### QUOTED PASSAGE
★ ★ ★ ★ ★ ★ ★

It was intended to restore the thread to normal but unfortunately there has been an unexpected delay. We have now restored the thread for general information purposes but it has temporarily been locked to avoid uninformed comments being added and out of respect for the parties involved - it's not an issue of secrecy but one of privacy - please respect this so we can help resolve the situation which should be completed by next week and peace and harmony can return to TT land. Please bear with us


----------



## tony_rigby_uk (Nov 27, 2008)

John-H said:


> We have now restored the thread for general information purposes but it has temporarily been locked to avoid uninformed comments being added and out of respect for the parties involved


Ya can remove it again now, I've copied the stripped pics that'll help me out.

Cheers.


----------



## wul (Feb 10, 2009)

tony_rigby_uk said:


> John-H said:
> 
> 
> > We have now restored the thread for general information purposes but it has temporarily been locked to avoid uninformed comments being added and out of respect for the parties involved
> ...


 :lol: :lol: :lol: brilliant pml.

★ ★ ★ ★ ★ ★ ★

### DATA EXTRACT
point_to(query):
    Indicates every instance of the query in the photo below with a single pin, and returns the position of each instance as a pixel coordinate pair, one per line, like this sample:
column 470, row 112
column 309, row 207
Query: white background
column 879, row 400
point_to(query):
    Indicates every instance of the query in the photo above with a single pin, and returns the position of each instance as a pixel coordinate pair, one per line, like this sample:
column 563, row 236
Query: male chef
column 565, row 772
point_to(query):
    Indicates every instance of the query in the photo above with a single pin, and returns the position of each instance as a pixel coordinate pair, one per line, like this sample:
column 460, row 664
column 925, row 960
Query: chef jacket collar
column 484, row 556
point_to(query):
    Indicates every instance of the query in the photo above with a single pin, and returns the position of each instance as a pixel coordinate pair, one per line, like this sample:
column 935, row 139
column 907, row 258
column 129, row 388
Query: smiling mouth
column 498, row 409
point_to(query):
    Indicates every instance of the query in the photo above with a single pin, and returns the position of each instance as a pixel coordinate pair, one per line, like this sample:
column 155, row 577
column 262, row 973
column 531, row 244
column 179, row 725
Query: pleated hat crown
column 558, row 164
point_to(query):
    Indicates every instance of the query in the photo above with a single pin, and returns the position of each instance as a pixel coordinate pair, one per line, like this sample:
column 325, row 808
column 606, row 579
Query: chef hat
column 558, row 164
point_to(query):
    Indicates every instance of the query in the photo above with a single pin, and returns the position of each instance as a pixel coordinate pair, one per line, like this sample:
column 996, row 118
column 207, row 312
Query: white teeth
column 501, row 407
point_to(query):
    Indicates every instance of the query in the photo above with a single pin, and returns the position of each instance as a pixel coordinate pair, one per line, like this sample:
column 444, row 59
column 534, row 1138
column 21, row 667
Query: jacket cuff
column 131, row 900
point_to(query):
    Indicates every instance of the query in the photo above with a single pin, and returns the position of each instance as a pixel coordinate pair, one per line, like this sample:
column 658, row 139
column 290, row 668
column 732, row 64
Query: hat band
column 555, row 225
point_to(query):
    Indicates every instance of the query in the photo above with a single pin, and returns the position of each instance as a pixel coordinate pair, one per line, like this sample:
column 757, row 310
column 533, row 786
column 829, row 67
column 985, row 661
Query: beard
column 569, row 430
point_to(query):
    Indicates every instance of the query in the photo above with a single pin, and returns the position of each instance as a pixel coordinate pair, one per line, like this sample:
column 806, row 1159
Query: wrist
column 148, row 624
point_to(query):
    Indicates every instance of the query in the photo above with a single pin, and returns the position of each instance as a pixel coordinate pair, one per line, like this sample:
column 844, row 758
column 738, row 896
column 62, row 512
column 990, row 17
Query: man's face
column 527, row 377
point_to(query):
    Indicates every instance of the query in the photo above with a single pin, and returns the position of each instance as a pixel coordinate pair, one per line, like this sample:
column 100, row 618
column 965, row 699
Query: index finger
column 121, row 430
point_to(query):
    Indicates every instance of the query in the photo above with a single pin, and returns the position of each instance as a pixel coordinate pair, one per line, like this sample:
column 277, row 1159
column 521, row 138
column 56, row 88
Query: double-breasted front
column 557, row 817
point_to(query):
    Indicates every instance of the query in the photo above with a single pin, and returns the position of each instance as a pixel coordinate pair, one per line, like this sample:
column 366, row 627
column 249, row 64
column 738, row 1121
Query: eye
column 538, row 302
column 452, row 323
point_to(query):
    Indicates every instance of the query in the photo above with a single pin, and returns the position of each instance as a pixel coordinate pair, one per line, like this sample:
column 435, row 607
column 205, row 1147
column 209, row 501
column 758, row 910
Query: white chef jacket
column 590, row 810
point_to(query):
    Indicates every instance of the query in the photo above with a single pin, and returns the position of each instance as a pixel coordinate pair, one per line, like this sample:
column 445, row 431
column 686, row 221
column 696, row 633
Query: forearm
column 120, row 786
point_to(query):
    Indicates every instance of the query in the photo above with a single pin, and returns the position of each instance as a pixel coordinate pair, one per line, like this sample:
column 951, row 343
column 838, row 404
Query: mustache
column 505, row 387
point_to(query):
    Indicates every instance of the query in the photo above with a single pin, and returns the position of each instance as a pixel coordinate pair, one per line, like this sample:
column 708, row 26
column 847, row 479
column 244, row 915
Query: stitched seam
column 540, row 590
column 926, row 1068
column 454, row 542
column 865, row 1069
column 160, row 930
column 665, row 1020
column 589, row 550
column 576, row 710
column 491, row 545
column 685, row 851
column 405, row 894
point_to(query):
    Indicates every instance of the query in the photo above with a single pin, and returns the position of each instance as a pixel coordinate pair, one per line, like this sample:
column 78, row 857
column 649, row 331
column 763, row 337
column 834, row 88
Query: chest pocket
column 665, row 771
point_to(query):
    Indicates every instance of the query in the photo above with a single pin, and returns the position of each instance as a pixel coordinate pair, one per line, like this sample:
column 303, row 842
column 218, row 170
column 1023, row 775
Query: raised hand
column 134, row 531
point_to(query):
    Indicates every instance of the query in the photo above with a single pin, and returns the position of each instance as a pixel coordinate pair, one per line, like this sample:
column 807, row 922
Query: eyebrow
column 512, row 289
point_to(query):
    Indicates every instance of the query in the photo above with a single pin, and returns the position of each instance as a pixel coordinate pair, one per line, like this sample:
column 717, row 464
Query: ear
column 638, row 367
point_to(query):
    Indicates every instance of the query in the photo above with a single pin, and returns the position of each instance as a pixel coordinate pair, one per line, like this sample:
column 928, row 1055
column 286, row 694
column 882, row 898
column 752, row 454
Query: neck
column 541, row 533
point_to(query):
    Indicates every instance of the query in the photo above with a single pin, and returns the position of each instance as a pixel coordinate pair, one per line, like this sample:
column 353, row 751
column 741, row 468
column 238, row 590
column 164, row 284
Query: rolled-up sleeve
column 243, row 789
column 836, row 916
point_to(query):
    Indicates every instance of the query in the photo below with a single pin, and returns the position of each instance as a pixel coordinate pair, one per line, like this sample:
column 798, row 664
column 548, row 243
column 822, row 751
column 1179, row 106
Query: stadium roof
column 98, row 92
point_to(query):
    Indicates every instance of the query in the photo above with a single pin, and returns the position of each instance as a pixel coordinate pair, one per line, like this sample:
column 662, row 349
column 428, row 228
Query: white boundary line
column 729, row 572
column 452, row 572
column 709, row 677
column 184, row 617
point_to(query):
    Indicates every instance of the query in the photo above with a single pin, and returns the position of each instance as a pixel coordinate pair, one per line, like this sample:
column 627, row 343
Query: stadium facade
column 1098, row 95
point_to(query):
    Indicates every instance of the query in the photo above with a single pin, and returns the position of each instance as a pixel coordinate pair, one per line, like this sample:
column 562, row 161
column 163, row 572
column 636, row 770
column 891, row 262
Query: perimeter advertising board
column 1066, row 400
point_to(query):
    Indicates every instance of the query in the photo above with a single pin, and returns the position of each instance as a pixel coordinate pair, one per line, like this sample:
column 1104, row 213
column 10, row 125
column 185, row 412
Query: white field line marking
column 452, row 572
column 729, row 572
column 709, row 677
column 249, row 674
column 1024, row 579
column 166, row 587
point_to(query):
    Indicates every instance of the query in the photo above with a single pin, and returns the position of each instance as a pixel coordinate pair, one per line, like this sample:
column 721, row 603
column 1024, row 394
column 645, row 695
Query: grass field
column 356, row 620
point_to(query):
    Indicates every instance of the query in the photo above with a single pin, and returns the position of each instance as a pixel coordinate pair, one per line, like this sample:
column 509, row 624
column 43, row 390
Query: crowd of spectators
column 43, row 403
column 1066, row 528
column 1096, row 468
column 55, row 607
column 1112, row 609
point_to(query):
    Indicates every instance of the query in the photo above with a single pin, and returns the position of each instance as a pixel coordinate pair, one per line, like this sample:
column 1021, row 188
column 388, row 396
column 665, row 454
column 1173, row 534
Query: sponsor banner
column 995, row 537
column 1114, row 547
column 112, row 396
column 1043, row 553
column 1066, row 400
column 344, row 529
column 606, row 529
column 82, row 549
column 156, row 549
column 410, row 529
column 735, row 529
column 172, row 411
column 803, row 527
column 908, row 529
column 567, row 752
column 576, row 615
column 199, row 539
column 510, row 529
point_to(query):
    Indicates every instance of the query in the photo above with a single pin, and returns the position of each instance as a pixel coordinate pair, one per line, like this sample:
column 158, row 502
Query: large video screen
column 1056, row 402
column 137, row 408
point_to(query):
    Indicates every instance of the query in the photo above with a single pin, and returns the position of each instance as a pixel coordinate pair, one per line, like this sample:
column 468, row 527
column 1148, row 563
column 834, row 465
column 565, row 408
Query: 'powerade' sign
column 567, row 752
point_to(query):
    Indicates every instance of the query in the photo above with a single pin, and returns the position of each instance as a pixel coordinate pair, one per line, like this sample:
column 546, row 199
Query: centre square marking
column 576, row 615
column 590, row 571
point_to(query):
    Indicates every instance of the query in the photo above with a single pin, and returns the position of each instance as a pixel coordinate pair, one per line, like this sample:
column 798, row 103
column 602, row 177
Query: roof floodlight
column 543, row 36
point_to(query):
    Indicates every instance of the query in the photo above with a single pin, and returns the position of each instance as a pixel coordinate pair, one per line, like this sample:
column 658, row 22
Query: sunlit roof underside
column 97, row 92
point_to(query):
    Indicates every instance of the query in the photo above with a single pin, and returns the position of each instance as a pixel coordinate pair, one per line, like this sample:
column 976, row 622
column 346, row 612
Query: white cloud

★ ★ ★ ★ ★ ★ ★

### INSTRUCTIONS
**A)** In the forum thread, for what two reasons was the restored thread temporarily locked?
**B)** Extend the forum thread past its final post.
The items have no connection to the forum thread.

### THE RESPONSES
**A)** To avoid uninformed comments being added and out of respect for the parties involved.

**B)**
----------



## tony_rigby_uk (Nov 27, 2008)

wul said:


> :lol: :lol: :lol: brilliant pml.


What ?

Told you i didn't care about the politics, if the TTF mods & Admins wanted it gone then thats there problem :roll:, I think it was a good post with lots of info.. (some of which i needed) and now i've got that info, they can do what they like with it... :lol:

I do still think it's a good resource, hense i've got what i needed... :lol: :lol: :lol:


----------



## CamV6 (Oct 26, 2003)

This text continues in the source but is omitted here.